BEGIN
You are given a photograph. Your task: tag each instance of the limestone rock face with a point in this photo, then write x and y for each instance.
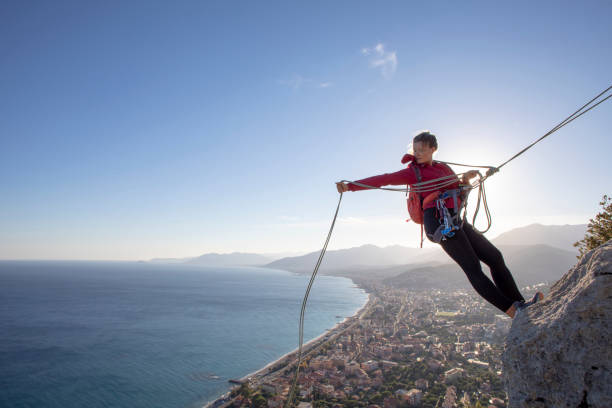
(559, 351)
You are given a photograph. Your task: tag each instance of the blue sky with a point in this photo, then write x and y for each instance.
(133, 130)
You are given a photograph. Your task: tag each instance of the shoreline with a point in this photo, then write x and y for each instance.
(310, 343)
(288, 358)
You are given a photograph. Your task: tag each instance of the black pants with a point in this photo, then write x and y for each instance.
(468, 247)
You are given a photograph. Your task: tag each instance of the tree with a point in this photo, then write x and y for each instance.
(599, 230)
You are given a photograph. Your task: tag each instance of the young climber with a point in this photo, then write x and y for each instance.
(467, 246)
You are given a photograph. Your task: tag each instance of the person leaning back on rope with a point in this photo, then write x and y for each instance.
(467, 247)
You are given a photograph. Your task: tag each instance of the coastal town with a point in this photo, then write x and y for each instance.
(403, 349)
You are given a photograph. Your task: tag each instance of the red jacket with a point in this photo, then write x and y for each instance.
(408, 176)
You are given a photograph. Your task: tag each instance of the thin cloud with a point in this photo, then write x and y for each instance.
(385, 61)
(298, 82)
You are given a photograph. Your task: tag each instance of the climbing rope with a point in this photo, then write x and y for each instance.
(303, 310)
(426, 186)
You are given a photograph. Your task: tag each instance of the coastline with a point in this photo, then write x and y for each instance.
(286, 360)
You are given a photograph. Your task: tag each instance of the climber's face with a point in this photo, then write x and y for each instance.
(423, 152)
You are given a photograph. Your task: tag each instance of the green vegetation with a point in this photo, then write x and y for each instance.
(599, 230)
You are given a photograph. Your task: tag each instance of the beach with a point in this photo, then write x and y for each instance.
(270, 371)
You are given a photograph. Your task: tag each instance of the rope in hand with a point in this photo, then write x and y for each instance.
(431, 185)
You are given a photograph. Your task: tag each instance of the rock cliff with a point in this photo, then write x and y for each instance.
(558, 352)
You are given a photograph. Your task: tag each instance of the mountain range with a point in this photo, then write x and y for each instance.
(534, 253)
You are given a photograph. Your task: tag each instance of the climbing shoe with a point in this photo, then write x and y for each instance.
(521, 305)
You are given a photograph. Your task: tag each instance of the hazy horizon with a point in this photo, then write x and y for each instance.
(272, 255)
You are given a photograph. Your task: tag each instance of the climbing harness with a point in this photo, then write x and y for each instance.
(450, 223)
(430, 186)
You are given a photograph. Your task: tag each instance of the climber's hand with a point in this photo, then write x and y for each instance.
(469, 175)
(342, 187)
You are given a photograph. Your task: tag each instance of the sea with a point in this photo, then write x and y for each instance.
(143, 334)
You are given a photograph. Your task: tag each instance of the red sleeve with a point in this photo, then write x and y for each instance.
(405, 176)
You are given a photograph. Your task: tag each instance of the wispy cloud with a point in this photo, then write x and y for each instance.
(385, 61)
(298, 82)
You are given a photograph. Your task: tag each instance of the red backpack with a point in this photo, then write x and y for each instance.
(415, 201)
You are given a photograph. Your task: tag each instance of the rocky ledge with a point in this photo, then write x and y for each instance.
(558, 352)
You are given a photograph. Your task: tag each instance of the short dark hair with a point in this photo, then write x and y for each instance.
(426, 137)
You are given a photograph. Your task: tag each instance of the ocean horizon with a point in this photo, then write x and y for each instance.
(139, 334)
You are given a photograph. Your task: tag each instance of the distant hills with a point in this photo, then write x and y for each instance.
(559, 236)
(534, 253)
(529, 264)
(233, 259)
(358, 257)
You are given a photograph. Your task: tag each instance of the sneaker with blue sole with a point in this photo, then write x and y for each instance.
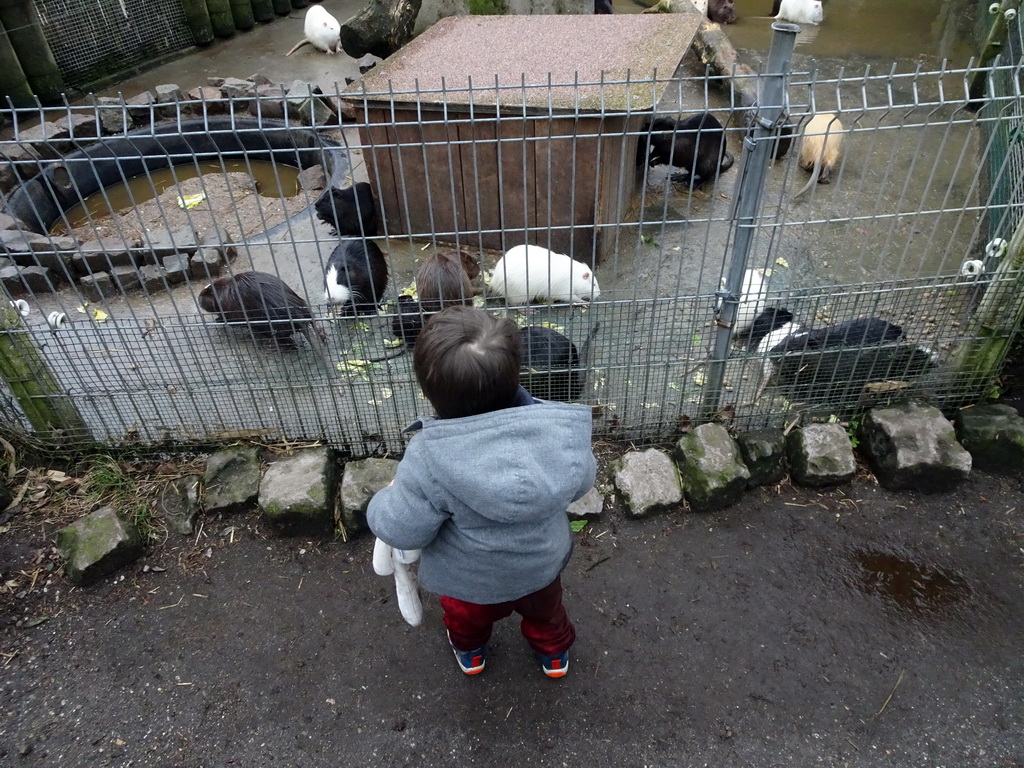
(556, 666)
(471, 662)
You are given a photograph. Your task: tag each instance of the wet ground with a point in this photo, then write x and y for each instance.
(848, 627)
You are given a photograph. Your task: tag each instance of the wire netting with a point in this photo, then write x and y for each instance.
(481, 170)
(92, 39)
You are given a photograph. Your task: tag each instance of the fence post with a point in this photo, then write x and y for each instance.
(769, 115)
(35, 387)
(995, 322)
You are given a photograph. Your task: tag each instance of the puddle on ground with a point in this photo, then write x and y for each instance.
(913, 587)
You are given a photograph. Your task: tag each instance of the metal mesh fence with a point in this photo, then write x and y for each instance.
(91, 39)
(482, 170)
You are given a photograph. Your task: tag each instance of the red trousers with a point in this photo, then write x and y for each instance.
(545, 623)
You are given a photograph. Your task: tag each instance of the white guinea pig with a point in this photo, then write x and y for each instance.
(799, 11)
(322, 30)
(527, 272)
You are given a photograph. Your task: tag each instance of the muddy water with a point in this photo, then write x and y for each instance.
(271, 180)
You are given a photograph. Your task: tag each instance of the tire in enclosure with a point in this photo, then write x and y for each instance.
(42, 200)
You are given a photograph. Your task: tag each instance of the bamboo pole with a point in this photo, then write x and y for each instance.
(263, 10)
(242, 11)
(198, 16)
(18, 17)
(220, 17)
(37, 390)
(13, 83)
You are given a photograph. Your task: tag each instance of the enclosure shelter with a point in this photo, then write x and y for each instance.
(501, 130)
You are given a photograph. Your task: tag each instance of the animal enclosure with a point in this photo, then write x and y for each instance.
(904, 233)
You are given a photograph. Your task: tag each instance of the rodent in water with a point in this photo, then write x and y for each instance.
(349, 212)
(442, 280)
(356, 275)
(265, 301)
(322, 31)
(820, 147)
(798, 11)
(551, 365)
(721, 11)
(527, 272)
(696, 145)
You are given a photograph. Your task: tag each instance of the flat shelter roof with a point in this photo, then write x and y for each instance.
(536, 50)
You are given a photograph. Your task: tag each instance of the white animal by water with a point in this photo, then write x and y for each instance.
(527, 272)
(799, 11)
(322, 31)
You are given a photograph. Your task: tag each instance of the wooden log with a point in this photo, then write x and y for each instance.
(13, 83)
(381, 28)
(18, 17)
(242, 12)
(198, 17)
(220, 17)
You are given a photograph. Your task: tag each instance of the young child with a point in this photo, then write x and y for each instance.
(482, 489)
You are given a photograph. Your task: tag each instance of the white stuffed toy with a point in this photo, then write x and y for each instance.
(388, 560)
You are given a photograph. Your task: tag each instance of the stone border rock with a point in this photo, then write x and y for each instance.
(55, 164)
(909, 445)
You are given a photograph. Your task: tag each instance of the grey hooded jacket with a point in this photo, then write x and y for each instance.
(484, 498)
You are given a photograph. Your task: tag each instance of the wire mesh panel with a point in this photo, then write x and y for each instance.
(884, 274)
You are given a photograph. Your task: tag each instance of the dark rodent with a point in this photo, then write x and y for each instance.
(442, 280)
(356, 276)
(721, 11)
(350, 212)
(551, 364)
(696, 145)
(265, 301)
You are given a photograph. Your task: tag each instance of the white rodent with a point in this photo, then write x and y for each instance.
(527, 272)
(799, 11)
(322, 30)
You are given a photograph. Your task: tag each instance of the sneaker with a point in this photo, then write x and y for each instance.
(471, 662)
(557, 666)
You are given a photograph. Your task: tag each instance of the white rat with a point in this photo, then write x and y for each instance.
(799, 11)
(527, 272)
(323, 31)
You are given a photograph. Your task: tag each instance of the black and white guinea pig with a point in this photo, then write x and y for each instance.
(356, 276)
(349, 212)
(695, 145)
(527, 272)
(552, 368)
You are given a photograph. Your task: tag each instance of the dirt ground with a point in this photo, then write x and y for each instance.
(848, 627)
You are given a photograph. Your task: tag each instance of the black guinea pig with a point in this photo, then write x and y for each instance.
(551, 364)
(356, 276)
(350, 212)
(695, 145)
(265, 301)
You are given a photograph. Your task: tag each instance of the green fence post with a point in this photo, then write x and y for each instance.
(12, 80)
(220, 17)
(198, 16)
(24, 368)
(18, 17)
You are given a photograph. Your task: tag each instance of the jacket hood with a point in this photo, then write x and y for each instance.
(532, 452)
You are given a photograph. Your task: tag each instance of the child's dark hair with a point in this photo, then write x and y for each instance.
(467, 361)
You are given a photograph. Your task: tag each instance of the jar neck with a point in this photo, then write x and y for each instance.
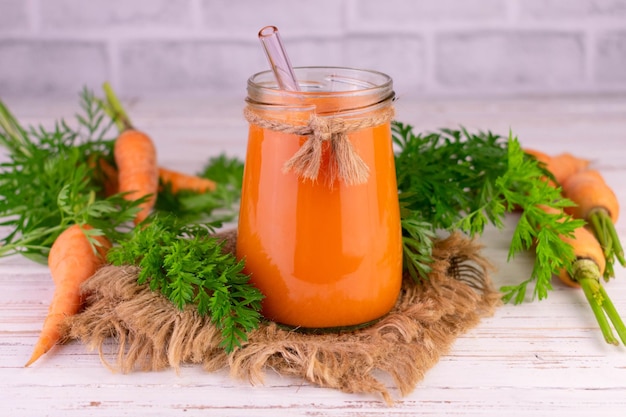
(324, 90)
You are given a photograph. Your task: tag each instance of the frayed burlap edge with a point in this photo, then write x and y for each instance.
(151, 334)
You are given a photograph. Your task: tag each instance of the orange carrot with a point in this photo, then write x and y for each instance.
(135, 157)
(597, 204)
(179, 181)
(71, 260)
(585, 273)
(138, 173)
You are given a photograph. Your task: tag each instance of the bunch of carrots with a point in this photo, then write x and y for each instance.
(73, 258)
(596, 245)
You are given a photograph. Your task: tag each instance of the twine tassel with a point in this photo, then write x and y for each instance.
(306, 162)
(350, 167)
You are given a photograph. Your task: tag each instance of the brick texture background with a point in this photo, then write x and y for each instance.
(51, 48)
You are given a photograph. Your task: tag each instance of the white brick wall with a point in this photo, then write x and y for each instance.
(51, 48)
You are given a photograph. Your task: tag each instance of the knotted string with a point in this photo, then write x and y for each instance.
(345, 163)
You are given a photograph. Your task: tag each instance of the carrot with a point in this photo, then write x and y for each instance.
(136, 159)
(138, 173)
(72, 259)
(597, 204)
(585, 273)
(179, 181)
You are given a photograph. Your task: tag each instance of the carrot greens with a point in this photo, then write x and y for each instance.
(187, 265)
(46, 182)
(457, 180)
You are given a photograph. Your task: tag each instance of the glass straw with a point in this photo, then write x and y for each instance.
(278, 59)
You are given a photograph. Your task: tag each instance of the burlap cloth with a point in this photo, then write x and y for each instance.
(149, 333)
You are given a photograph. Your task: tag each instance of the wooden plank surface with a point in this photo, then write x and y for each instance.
(539, 358)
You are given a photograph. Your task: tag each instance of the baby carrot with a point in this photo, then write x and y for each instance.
(72, 259)
(597, 204)
(136, 159)
(585, 273)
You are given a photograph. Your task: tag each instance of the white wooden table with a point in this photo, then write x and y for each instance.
(540, 358)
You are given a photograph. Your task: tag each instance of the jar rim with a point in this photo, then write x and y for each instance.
(322, 82)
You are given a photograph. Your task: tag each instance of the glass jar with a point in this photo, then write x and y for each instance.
(322, 243)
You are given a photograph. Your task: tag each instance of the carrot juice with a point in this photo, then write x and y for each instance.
(325, 253)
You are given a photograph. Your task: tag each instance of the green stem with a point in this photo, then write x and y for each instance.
(613, 315)
(590, 288)
(587, 273)
(605, 232)
(115, 109)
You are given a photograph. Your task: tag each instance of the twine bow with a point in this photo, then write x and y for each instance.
(344, 162)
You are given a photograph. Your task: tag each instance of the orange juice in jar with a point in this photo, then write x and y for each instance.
(319, 223)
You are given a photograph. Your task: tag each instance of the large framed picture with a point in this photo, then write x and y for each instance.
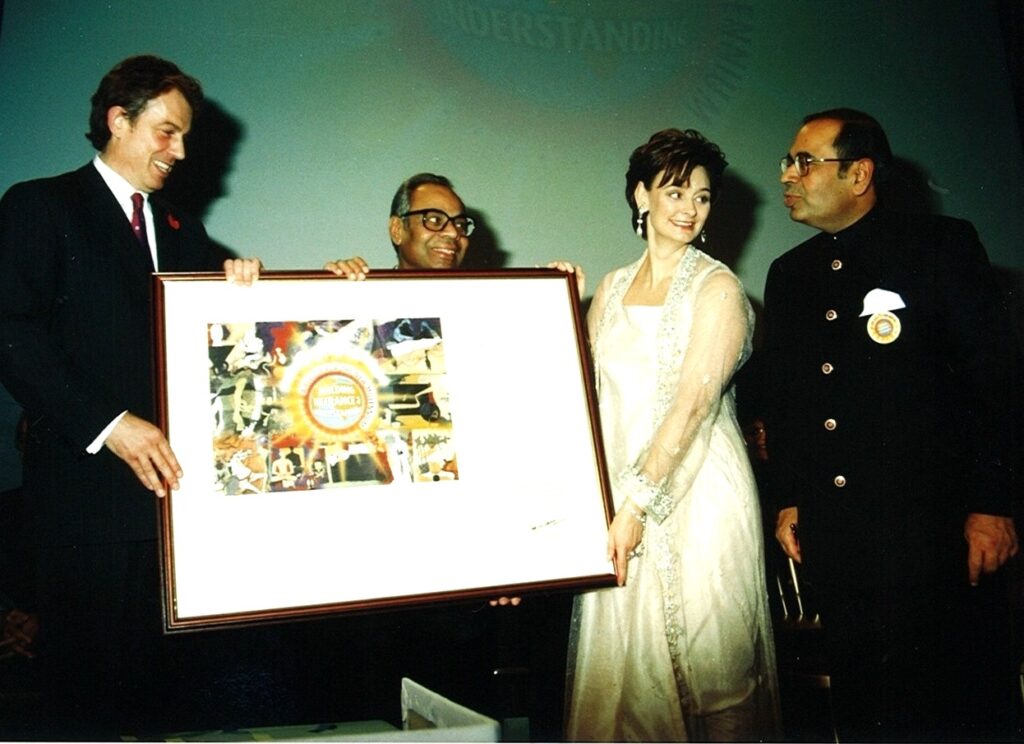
(361, 445)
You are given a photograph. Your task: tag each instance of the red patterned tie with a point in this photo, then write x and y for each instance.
(138, 221)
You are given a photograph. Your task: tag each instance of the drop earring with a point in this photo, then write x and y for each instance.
(641, 216)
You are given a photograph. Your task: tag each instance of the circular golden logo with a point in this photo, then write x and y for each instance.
(883, 327)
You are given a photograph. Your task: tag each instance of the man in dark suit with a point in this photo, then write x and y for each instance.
(76, 352)
(891, 399)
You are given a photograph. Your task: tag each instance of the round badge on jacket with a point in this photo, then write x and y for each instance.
(883, 327)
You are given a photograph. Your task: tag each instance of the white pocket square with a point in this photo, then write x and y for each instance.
(882, 301)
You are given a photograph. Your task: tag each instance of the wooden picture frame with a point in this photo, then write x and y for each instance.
(360, 445)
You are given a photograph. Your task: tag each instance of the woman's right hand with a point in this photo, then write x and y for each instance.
(625, 534)
(351, 268)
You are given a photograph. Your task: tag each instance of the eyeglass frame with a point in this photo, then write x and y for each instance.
(788, 161)
(465, 232)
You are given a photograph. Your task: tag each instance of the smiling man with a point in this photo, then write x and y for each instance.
(77, 252)
(892, 430)
(428, 226)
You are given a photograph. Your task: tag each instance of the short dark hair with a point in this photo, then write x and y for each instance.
(675, 154)
(133, 83)
(402, 200)
(859, 136)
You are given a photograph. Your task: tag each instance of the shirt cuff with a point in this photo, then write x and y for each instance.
(98, 442)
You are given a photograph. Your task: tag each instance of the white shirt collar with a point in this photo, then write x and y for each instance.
(122, 191)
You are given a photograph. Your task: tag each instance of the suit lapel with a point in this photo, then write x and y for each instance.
(112, 231)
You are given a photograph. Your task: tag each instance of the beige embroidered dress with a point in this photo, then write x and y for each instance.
(689, 635)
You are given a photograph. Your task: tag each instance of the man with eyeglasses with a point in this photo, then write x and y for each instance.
(428, 226)
(890, 376)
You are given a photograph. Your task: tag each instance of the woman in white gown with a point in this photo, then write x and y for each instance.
(682, 649)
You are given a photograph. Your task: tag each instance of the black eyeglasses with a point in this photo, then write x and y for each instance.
(804, 161)
(435, 220)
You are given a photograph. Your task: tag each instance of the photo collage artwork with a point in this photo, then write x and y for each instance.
(316, 404)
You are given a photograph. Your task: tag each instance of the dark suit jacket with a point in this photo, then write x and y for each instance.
(76, 345)
(886, 447)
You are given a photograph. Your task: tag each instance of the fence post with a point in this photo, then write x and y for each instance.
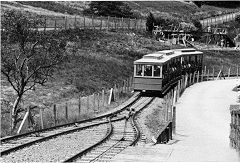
(110, 96)
(98, 102)
(190, 79)
(103, 98)
(101, 23)
(94, 102)
(93, 23)
(84, 22)
(41, 118)
(66, 111)
(229, 71)
(205, 70)
(122, 23)
(88, 103)
(45, 24)
(55, 114)
(108, 23)
(198, 77)
(174, 120)
(115, 92)
(213, 73)
(75, 21)
(23, 121)
(115, 24)
(55, 24)
(79, 106)
(237, 71)
(129, 21)
(65, 22)
(194, 77)
(202, 76)
(208, 75)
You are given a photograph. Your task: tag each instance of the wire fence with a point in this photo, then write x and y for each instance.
(85, 22)
(219, 19)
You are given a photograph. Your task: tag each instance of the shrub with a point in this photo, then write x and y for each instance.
(237, 19)
(150, 22)
(109, 8)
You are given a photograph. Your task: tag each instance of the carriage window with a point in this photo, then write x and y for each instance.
(139, 70)
(156, 71)
(192, 59)
(148, 70)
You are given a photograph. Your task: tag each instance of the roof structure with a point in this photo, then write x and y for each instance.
(161, 57)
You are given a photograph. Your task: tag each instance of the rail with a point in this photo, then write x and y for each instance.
(109, 133)
(134, 98)
(219, 19)
(48, 137)
(134, 124)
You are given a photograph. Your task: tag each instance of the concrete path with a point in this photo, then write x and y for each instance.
(202, 131)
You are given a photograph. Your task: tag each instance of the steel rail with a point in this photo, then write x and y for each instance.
(5, 152)
(134, 124)
(107, 136)
(135, 97)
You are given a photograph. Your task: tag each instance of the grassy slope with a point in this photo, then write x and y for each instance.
(101, 59)
(171, 9)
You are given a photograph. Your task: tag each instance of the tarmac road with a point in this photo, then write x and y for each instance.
(202, 131)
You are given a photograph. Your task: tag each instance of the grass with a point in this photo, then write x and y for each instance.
(96, 60)
(222, 60)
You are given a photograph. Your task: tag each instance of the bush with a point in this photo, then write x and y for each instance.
(150, 22)
(109, 8)
(237, 19)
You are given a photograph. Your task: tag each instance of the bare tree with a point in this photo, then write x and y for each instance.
(28, 57)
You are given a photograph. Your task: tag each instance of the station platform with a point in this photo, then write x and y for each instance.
(202, 129)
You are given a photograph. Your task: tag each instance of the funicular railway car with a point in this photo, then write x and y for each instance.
(157, 72)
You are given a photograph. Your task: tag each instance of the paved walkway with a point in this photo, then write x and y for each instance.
(202, 131)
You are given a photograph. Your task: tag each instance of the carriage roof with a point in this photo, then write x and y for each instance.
(161, 57)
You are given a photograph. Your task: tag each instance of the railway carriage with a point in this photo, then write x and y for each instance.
(158, 71)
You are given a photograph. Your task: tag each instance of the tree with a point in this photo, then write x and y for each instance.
(28, 57)
(150, 22)
(237, 19)
(109, 8)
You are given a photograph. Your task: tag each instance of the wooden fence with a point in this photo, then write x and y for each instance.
(78, 109)
(219, 19)
(235, 126)
(90, 106)
(98, 23)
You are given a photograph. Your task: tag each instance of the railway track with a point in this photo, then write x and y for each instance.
(124, 133)
(13, 143)
(76, 134)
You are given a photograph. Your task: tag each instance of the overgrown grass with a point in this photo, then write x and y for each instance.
(96, 60)
(222, 60)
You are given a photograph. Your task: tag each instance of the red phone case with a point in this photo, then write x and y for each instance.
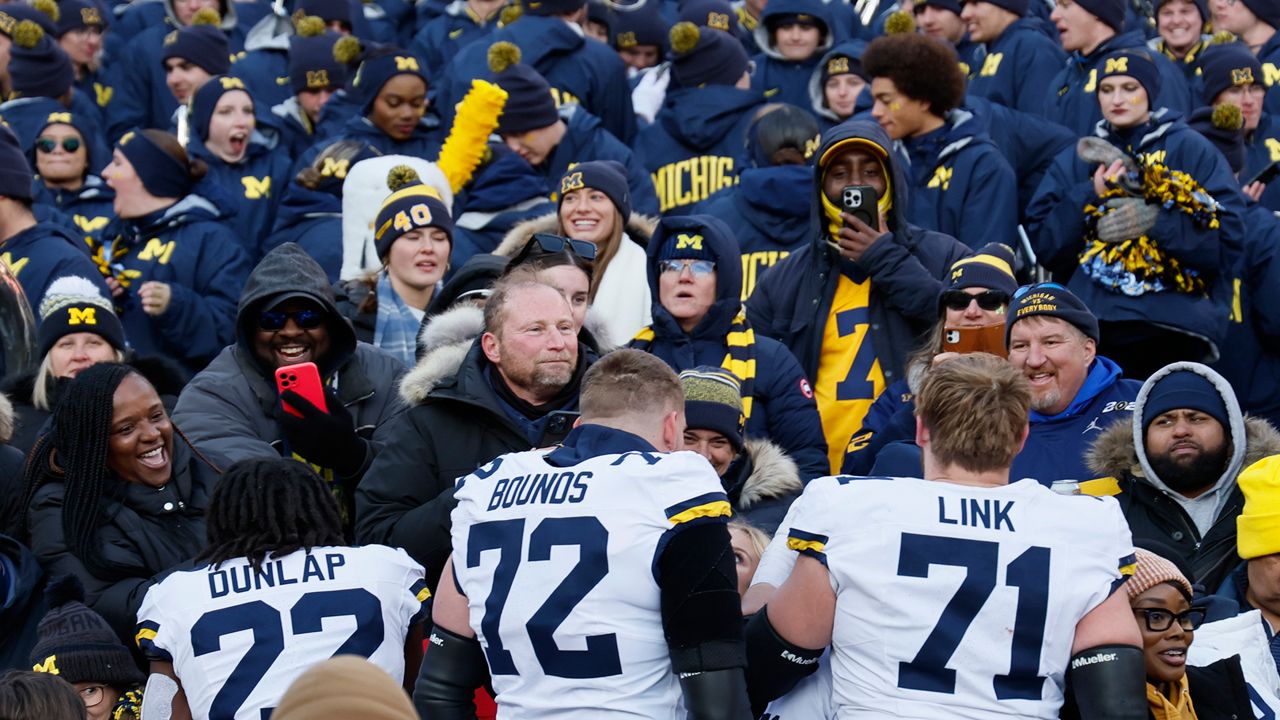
(304, 379)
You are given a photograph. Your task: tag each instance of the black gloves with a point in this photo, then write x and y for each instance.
(324, 438)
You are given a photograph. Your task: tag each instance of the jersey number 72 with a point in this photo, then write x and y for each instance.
(600, 657)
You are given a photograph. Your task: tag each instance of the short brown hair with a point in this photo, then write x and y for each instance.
(629, 382)
(920, 67)
(496, 308)
(976, 409)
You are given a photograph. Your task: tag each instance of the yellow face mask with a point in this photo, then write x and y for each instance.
(832, 212)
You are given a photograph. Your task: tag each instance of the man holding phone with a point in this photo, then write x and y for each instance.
(288, 317)
(851, 304)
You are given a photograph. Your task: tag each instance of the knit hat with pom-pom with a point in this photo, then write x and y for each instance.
(76, 305)
(410, 206)
(311, 62)
(1224, 127)
(201, 44)
(704, 57)
(77, 645)
(37, 65)
(529, 98)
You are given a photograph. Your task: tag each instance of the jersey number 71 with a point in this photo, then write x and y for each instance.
(1028, 573)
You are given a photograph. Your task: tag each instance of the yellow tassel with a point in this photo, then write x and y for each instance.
(474, 122)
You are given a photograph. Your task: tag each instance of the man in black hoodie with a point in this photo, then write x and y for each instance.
(287, 315)
(504, 397)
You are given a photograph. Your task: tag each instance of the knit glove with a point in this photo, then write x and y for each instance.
(650, 91)
(1097, 151)
(324, 438)
(1127, 218)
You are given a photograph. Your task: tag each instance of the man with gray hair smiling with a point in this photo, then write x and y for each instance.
(1075, 392)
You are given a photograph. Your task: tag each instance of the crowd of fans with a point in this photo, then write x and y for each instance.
(453, 209)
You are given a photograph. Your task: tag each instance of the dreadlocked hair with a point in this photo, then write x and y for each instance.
(269, 507)
(80, 447)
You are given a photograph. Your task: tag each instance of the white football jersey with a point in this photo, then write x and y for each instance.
(560, 569)
(237, 638)
(956, 601)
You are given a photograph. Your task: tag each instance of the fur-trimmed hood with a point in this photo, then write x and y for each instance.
(773, 474)
(444, 342)
(1119, 451)
(638, 229)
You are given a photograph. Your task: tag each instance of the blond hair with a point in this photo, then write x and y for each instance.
(629, 383)
(976, 409)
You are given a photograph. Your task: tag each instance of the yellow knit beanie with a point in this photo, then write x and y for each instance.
(1258, 525)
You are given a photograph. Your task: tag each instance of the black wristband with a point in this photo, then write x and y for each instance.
(452, 670)
(1110, 682)
(773, 665)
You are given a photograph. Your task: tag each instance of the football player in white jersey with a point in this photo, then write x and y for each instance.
(277, 592)
(597, 578)
(959, 595)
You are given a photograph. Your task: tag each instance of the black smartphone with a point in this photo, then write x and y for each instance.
(863, 203)
(558, 425)
(1266, 174)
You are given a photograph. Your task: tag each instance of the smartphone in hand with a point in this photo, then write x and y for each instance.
(863, 203)
(304, 379)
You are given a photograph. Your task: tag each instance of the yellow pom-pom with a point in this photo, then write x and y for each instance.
(49, 8)
(206, 17)
(899, 23)
(503, 55)
(684, 37)
(27, 35)
(474, 122)
(401, 176)
(346, 50)
(510, 14)
(1228, 117)
(310, 26)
END
**Assignment:** Would you repeat the lines from the one containing "of the football" through the end of the data, exactly, with nothing before or after them?

**Answer to this task:**
You are given a photograph. Your task: tag each instance of the football player in white jersey with a point in this photo, then write x and y for each instance.
(277, 592)
(597, 578)
(959, 595)
You are given a photograph. Your task: tag each instance of the black smartphone with a point in this photo, then write x and y for each instance.
(863, 203)
(558, 425)
(1266, 174)
You are given a photograph. Your task: tag each instance of the smartphone in hand with a point in this photo, then write x and y for each instance.
(863, 203)
(304, 379)
You are given a photograph. Your task: tag each instance of the yellow pom-pom with a point in this photo, then write x and y for each instance.
(49, 8)
(206, 17)
(899, 23)
(503, 55)
(684, 37)
(27, 35)
(474, 122)
(401, 176)
(346, 50)
(510, 14)
(1228, 117)
(310, 26)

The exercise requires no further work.